▶ _WHAT THE TASK ASKS_
Filter the records below and copy out every line that contains the word "satellite", treating uppercase and lowercase as different.

----------------------------------------

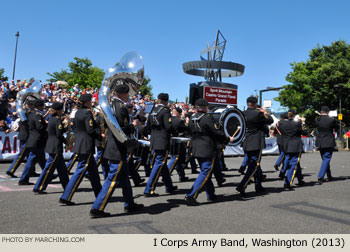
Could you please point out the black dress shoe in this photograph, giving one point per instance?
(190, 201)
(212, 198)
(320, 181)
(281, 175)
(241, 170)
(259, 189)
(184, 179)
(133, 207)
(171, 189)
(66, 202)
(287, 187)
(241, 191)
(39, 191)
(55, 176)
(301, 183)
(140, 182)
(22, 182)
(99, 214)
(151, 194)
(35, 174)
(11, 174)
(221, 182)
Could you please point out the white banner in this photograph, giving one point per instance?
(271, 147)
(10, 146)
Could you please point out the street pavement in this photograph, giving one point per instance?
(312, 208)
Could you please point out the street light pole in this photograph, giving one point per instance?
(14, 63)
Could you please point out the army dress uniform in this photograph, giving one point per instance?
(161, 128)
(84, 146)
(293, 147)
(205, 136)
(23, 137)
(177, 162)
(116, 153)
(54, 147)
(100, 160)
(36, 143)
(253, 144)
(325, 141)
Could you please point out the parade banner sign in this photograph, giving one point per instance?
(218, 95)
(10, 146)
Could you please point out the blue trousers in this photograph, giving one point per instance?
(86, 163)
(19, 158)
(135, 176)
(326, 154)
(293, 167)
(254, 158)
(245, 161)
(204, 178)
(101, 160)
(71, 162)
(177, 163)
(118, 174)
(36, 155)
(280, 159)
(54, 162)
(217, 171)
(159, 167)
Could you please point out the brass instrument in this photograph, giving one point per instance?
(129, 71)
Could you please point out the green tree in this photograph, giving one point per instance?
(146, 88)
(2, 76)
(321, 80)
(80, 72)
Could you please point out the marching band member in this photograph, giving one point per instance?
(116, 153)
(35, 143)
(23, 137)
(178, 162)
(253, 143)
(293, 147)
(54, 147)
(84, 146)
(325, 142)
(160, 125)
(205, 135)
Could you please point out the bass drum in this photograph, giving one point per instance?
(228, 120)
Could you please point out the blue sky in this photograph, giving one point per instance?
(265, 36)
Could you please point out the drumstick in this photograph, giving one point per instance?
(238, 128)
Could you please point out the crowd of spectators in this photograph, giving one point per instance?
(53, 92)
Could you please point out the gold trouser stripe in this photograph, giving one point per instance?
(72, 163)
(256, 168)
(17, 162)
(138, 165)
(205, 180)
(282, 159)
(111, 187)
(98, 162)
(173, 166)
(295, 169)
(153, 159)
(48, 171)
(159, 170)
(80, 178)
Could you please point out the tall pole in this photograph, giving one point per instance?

----------------------------------------

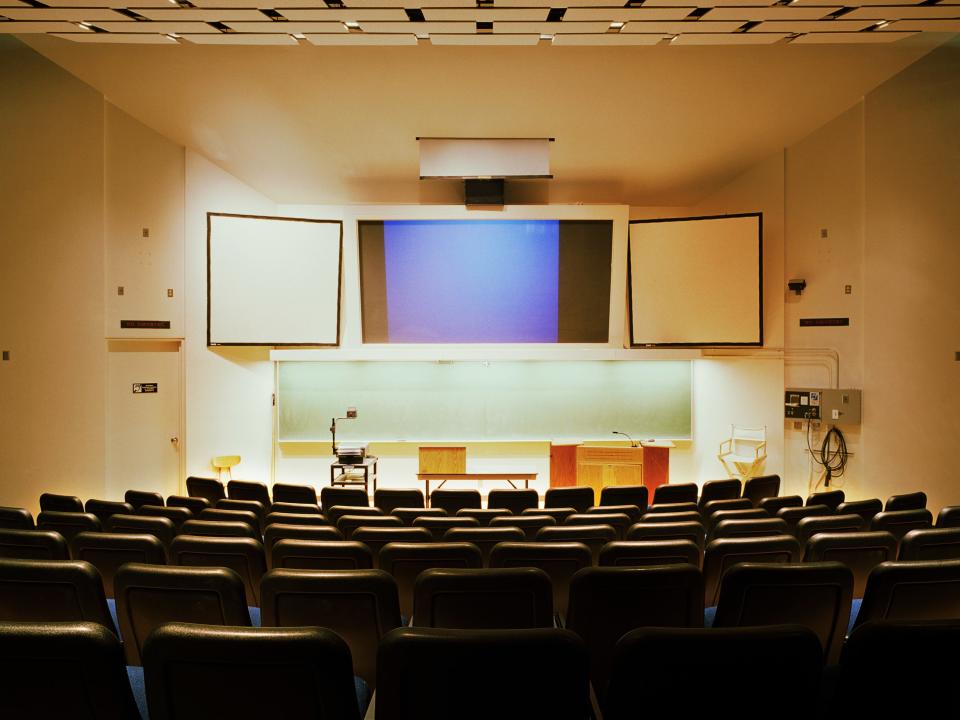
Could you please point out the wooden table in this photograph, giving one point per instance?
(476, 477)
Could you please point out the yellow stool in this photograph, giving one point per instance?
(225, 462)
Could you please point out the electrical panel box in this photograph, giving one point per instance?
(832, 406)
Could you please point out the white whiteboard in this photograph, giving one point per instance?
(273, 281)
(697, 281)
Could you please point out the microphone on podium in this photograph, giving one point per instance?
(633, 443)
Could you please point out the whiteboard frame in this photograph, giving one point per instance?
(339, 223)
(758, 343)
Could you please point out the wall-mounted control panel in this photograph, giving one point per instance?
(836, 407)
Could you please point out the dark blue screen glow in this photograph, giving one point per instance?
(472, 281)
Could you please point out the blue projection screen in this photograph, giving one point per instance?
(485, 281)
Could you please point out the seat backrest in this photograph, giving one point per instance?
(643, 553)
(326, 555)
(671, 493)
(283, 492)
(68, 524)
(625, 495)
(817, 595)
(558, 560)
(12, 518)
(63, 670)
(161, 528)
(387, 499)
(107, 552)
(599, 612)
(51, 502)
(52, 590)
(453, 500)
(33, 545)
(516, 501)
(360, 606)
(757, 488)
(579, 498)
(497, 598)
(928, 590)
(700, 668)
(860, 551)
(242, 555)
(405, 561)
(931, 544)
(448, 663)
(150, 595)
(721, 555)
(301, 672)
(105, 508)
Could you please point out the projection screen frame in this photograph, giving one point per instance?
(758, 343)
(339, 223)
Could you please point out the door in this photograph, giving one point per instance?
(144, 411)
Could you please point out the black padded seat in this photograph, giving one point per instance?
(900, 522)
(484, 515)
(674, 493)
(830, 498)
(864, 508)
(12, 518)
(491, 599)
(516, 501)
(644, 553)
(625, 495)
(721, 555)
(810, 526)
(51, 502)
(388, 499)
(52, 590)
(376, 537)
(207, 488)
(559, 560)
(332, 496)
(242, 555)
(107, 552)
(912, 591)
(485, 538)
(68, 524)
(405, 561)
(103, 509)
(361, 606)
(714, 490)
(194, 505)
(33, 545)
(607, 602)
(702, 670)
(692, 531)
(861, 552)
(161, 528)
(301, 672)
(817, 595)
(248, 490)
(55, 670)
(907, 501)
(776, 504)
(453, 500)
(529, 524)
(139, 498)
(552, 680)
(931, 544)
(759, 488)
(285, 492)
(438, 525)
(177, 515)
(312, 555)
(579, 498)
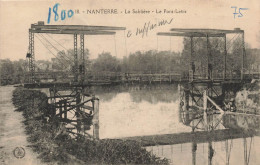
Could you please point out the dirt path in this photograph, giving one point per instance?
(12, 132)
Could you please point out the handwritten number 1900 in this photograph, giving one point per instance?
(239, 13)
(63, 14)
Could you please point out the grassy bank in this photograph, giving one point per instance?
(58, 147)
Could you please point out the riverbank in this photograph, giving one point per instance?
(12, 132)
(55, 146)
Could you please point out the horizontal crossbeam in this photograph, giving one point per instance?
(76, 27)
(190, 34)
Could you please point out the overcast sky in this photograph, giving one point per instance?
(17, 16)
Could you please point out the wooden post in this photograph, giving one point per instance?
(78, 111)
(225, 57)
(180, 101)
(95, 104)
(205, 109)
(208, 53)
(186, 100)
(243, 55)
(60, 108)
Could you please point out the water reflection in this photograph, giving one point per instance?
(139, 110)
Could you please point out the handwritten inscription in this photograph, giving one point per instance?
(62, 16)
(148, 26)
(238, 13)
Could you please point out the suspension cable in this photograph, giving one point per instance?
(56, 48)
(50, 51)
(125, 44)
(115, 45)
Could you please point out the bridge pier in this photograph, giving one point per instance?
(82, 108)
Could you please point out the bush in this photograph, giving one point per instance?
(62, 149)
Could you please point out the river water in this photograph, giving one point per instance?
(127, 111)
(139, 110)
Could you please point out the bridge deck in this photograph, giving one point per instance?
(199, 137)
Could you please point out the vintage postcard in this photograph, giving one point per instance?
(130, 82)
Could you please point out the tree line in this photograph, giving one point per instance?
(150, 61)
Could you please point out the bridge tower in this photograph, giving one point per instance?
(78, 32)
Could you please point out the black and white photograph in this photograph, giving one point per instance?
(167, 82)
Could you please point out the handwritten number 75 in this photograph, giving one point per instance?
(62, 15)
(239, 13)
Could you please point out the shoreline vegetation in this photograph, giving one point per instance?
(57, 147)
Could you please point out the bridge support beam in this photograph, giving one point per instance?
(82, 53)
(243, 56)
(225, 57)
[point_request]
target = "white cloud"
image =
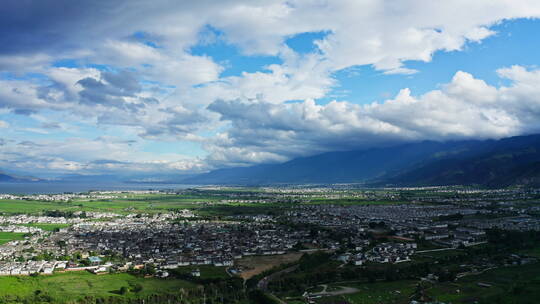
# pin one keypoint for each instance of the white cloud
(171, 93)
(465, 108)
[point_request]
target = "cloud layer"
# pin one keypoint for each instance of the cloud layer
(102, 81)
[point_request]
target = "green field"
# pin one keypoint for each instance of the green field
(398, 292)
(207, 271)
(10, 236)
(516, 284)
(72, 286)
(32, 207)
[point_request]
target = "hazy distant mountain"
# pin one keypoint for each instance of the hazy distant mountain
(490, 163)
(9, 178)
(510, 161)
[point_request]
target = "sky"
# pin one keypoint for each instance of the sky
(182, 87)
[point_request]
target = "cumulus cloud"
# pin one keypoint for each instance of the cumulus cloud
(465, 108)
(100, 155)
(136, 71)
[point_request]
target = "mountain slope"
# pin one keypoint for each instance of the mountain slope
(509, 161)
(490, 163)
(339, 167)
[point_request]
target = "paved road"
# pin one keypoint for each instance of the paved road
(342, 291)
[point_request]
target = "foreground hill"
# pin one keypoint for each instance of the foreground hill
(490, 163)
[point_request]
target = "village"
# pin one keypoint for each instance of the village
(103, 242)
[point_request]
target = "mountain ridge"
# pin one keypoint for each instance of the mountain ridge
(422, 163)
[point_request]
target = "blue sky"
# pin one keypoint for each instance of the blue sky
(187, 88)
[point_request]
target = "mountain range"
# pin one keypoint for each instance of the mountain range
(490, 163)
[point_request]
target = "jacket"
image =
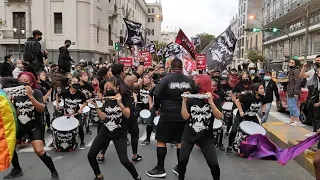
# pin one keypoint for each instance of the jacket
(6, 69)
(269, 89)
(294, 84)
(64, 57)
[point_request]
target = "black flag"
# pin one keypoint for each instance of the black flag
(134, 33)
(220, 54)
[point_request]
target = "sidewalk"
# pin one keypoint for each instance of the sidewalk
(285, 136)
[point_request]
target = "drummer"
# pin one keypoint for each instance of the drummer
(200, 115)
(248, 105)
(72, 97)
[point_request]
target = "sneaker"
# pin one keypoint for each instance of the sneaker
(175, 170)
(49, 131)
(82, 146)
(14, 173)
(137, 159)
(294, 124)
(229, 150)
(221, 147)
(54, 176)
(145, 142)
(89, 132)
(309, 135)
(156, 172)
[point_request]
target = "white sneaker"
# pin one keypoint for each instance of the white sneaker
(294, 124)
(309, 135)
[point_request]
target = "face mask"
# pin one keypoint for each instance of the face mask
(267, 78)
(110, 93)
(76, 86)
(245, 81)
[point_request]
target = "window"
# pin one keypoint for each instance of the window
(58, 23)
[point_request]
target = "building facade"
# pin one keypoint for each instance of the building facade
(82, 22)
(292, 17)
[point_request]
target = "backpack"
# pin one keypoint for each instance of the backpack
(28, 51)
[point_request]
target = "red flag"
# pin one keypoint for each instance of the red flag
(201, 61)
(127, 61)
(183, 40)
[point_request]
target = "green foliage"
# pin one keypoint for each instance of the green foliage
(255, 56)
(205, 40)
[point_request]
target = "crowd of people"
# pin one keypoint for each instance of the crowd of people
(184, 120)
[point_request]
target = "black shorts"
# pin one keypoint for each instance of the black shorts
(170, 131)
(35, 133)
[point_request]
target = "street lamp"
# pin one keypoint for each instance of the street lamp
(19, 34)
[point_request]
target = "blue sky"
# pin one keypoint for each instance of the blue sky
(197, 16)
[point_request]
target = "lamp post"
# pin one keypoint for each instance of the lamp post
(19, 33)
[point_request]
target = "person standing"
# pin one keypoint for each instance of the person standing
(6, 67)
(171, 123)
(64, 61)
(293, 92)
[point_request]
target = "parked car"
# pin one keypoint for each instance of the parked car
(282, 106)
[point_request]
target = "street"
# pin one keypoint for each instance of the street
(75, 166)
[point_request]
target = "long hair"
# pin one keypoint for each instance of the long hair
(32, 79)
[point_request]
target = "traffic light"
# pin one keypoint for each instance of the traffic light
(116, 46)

----------------------------------------

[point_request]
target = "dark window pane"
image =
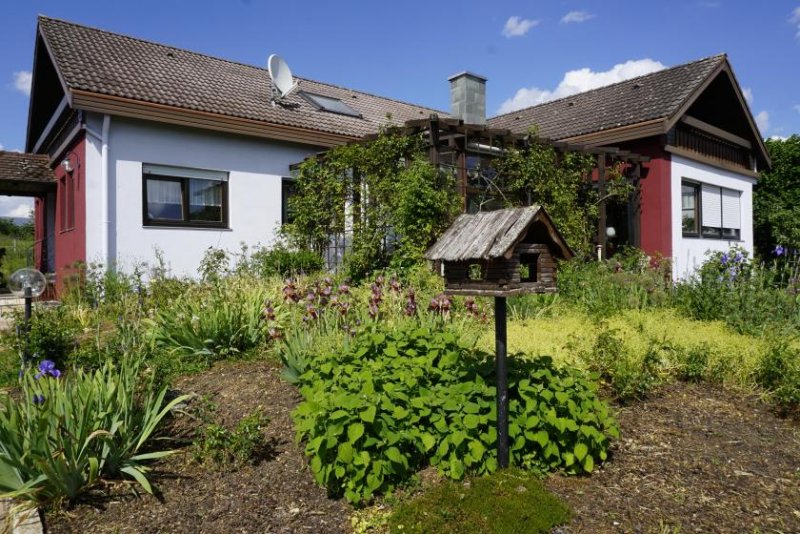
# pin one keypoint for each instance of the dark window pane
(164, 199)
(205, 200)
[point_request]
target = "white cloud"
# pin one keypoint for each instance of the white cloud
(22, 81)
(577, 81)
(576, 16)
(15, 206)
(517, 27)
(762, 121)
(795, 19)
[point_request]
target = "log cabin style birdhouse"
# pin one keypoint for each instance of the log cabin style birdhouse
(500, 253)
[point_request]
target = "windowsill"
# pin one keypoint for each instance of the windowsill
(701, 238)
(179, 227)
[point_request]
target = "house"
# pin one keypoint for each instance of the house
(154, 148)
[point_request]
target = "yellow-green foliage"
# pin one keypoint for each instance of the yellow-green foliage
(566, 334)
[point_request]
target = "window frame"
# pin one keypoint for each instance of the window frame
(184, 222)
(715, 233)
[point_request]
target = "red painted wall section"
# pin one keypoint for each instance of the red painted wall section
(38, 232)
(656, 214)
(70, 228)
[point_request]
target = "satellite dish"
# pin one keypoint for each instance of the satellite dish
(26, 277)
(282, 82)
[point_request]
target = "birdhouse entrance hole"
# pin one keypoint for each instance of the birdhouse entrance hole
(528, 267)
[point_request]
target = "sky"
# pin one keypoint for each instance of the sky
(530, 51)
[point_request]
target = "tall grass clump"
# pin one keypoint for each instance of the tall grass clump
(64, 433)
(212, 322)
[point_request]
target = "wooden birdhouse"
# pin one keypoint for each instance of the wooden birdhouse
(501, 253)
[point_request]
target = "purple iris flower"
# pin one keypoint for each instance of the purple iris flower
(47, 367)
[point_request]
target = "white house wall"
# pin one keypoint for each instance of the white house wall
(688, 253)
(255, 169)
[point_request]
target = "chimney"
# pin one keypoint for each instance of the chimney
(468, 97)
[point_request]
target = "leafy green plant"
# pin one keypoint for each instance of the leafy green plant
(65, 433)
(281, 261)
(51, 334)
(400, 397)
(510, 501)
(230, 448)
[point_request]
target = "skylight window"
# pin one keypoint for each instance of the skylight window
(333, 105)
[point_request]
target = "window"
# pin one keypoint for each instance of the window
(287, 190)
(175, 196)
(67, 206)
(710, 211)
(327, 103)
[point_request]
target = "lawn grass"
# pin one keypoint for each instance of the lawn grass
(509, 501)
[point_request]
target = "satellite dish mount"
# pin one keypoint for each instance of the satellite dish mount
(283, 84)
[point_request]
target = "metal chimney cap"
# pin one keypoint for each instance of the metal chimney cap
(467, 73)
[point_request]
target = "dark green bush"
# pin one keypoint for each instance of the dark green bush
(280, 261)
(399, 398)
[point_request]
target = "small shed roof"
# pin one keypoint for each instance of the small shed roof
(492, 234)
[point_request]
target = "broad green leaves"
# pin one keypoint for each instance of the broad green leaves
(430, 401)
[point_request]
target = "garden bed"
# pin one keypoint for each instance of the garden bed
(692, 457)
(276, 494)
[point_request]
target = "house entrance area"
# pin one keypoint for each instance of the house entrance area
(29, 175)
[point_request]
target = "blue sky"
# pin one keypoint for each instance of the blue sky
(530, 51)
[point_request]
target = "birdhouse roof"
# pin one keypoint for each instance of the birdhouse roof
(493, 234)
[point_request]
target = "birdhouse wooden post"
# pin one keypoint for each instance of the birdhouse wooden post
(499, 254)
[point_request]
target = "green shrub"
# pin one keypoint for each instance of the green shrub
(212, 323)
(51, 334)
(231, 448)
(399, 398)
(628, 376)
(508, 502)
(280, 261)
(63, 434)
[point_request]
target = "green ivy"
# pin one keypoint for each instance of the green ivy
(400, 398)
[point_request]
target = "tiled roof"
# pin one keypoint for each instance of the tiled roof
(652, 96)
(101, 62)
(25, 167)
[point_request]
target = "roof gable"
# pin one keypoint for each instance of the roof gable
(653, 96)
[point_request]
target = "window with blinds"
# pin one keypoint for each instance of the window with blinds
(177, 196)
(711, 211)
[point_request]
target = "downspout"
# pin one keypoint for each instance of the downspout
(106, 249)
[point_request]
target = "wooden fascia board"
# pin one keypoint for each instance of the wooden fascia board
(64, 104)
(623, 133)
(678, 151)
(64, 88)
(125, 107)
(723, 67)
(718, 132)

----------------------------------------

▶ _EXPECTED ANSWER_
target = "satellite dish"
# pin one keypoint for each instance of the satellite dish
target = "satellite dish mount"
# pin one keypoint for each instance of the satellite dish mount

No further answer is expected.